▸ Data rows:
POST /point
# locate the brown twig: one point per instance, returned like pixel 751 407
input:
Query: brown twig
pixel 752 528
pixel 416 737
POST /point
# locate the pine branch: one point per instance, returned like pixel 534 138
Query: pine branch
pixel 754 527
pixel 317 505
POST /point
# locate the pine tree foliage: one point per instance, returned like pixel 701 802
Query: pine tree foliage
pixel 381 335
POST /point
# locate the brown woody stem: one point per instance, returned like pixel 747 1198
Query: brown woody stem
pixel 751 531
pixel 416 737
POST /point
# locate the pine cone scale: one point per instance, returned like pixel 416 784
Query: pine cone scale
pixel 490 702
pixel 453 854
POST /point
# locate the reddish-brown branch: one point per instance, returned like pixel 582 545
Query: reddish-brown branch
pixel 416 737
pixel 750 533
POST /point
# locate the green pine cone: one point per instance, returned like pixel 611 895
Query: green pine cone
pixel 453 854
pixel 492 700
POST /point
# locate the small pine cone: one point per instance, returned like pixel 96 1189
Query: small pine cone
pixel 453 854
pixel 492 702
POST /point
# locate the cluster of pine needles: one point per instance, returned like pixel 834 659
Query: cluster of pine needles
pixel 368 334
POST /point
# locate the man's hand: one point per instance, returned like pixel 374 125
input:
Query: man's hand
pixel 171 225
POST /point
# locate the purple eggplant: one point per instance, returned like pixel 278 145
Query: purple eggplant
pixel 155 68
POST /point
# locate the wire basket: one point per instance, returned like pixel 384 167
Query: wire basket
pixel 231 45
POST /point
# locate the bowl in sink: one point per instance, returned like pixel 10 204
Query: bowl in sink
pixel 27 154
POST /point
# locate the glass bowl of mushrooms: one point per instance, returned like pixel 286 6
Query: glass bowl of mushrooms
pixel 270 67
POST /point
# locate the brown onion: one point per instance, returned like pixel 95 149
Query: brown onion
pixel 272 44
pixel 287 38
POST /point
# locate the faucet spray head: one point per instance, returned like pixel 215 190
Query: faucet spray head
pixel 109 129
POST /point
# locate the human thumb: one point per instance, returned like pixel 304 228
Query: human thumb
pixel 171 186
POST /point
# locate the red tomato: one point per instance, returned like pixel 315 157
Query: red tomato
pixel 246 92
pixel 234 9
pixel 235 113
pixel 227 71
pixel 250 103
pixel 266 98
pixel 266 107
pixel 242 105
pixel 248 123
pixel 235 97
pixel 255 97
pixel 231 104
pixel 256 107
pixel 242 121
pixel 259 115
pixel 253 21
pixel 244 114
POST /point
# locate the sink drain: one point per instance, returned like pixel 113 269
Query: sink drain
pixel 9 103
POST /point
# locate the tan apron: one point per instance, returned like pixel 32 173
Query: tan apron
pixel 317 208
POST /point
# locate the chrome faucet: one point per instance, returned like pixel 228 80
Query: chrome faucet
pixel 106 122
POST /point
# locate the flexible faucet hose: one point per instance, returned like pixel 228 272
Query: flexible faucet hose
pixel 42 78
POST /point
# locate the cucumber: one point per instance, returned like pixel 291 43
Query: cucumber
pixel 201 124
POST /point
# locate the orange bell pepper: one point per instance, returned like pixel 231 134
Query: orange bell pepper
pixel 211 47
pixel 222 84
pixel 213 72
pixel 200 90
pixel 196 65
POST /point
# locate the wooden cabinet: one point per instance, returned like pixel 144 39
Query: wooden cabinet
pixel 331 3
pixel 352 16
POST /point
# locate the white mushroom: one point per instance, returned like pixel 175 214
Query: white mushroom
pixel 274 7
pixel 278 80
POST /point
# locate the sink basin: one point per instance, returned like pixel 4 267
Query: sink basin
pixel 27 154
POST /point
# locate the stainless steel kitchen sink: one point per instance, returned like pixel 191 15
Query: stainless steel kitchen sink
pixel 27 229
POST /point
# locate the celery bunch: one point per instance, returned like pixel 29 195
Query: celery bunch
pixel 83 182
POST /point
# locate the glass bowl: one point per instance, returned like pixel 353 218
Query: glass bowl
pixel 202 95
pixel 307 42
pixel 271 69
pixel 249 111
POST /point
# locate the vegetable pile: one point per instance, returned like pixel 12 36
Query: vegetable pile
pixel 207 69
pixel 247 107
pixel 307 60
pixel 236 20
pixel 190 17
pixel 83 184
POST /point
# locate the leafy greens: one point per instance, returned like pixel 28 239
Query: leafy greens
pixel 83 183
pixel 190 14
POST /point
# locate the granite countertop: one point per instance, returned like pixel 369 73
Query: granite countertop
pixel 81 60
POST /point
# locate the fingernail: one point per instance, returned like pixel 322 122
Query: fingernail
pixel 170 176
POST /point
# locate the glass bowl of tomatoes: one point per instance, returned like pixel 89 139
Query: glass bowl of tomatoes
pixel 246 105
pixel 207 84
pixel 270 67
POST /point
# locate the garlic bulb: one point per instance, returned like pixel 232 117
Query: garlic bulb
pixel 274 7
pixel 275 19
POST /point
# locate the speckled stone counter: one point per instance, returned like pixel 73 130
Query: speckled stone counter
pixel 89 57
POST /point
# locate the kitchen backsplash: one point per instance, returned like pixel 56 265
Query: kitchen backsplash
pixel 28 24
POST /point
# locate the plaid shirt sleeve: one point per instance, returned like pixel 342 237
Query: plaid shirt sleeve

▸ Work to complete:
Retype all of the data shown above, word for word.

▸ Final answer:
POST /point
# locate the brown twig: one point per instance, returned like pixel 751 407
input:
Query: brown twig
pixel 752 528
pixel 416 737
POST /point
# locate the pine branch: one point per instance, returned like pixel 534 138
Query: pine branch
pixel 754 527
pixel 317 505
POST /point
# locate the pine tree foliage: one point per instance, returned like pixel 701 802
Query: pine tree foliage
pixel 381 335
POST /point
# locate the brown woody stem: one point per instance, returned like pixel 747 1198
Query: brown woody stem
pixel 751 531
pixel 416 737
POST /point
# locate the pine cone scale: one point per instance, returned like pixel 416 784
Query: pine cone scale
pixel 490 702
pixel 453 854
POST /point
# locate the reddish-brown branch: one point per instance, returned like pixel 582 545
Query: reddish-brown branch
pixel 416 737
pixel 750 533
POST /point
# locate the green pine cone: one point per instance, returned like pixel 611 895
Query: green pine cone
pixel 453 854
pixel 492 700
POST /point
# locate the small pine cone: one point per instance, returned like pixel 96 1189
Query: small pine cone
pixel 453 854
pixel 492 702
POST /point
# locate the cluster of pine needles: one point per instance, returned like pixel 834 659
Query: cluster of pine needles
pixel 368 334
POST /point
# locate the man's hand: one point per instance, returned like pixel 374 125
input:
Query: man's hand
pixel 171 225
POST /point
# locate the purple eggplant: one point per instance, returned like pixel 278 145
Query: purple eggplant
pixel 155 68
POST /point
# locate the wire basket: one point per instance, returned like pixel 384 167
Query: wire basket
pixel 231 45
POST /point
# locate the bowl in sink: one point per instance, returned like pixel 10 204
Query: bowl in sink
pixel 27 154
POST /point
# locate the glass bowl of mushrooms: one point per instance, returned like pixel 286 6
Query: glass bowl of mushrooms
pixel 270 67
POST /point
# locate the brown onion: one point per instance, returned like pixel 95 149
Query: brown onion
pixel 272 44
pixel 287 38
POST /point
# locate the faucet spray head: one point per instance, returned like pixel 215 190
Query: faucet spray head
pixel 109 129
POST /point
# locate the human thumb: one point per instance, returned like pixel 304 228
Query: human thumb
pixel 171 186
POST /point
# locate the red tomato: one point per instance, returned like pixel 315 157
Query: red tomato
pixel 246 92
pixel 234 9
pixel 235 113
pixel 227 71
pixel 250 103
pixel 266 98
pixel 266 107
pixel 242 105
pixel 248 123
pixel 235 97
pixel 255 97
pixel 231 104
pixel 256 107
pixel 242 121
pixel 259 115
pixel 253 21
pixel 244 114
POST /point
# locate the sink drain: one point per instance, returned like pixel 113 269
Query: sink drain
pixel 9 103
POST /point
# locate the tan apron: one point per instance, returned like pixel 32 173
Query: tan apron
pixel 317 208
POST /point
# locate the chrome faucet: one point per instance, returned like pixel 228 80
Query: chrome faucet
pixel 106 122
POST /point
# locate the flexible faucet hose: one point per instance, returned like pixel 228 272
Query: flexible faucet hose
pixel 42 78
POST /point
# locate the cucumber: one point per instance, returned like pixel 291 43
Query: cucumber
pixel 201 124
POST /point
# locate the orange bell pepper: one point per instance, returned like pixel 231 134
Query: orange bell pepper
pixel 211 47
pixel 222 84
pixel 213 72
pixel 200 90
pixel 196 65
POST /point
# locate the wooden cabinet: one point per instance, returned like pixel 144 39
Query: wooden cabinet
pixel 331 3
pixel 352 16
POST /point
# locate the white mushroom: one point per instance, returned like pixel 175 214
Query: white mushroom
pixel 274 7
pixel 278 80
POST /point
# locate the sink basin: one point per instance, returned like pixel 4 267
Query: sink basin
pixel 27 154
POST /point
# locate the stainless steel kitchen sink: one point per instance, returned like pixel 191 15
Query: stainless steel kitchen sink
pixel 27 229
POST /point
# locate the celery bunch: one point per instance, returned like pixel 29 195
Query: celery bunch
pixel 83 182
POST /point
# locate the glass bowl: one point per instance, returned like pixel 353 218
Query: glass bowl
pixel 202 95
pixel 307 42
pixel 271 69
pixel 249 111
POST /point
# locate the vegetable pile: one point per instance, returned like pixel 12 36
Query: vegetable pile
pixel 207 69
pixel 247 107
pixel 307 60
pixel 236 20
pixel 190 17
pixel 83 184
POST /point
# locate the leafy greens: one point per instance, returned like pixel 28 239
Query: leafy greens
pixel 83 183
pixel 190 14
POST /point
# locate the granite countertop: one point per instance, returned like pixel 369 73
Query: granite countertop
pixel 81 60
POST /point
# locate the fingernail: one point per instance, returned like pixel 322 122
Query: fingernail
pixel 170 176
POST /point
# locate the glass bowl of tomatoes: one point per instance, returned like pixel 89 139
Query: glass bowl of tomatoes
pixel 246 105
pixel 207 84
pixel 270 67
POST /point
# locate the garlic bulb: one point per instance, returned like pixel 232 117
Query: garlic bulb
pixel 274 7
pixel 275 19
POST /point
# locate the speckled stone counter: one point per instance, returned like pixel 73 130
Query: speckled stone counter
pixel 89 57
POST /point
# locate the kitchen backsplash: one point per instance, returned like pixel 56 265
Query: kitchen backsplash
pixel 28 24
POST /point
# locate the plaid shirt sleeve: one point per instance, returned like pixel 342 237
Query: plaid shirt sleeve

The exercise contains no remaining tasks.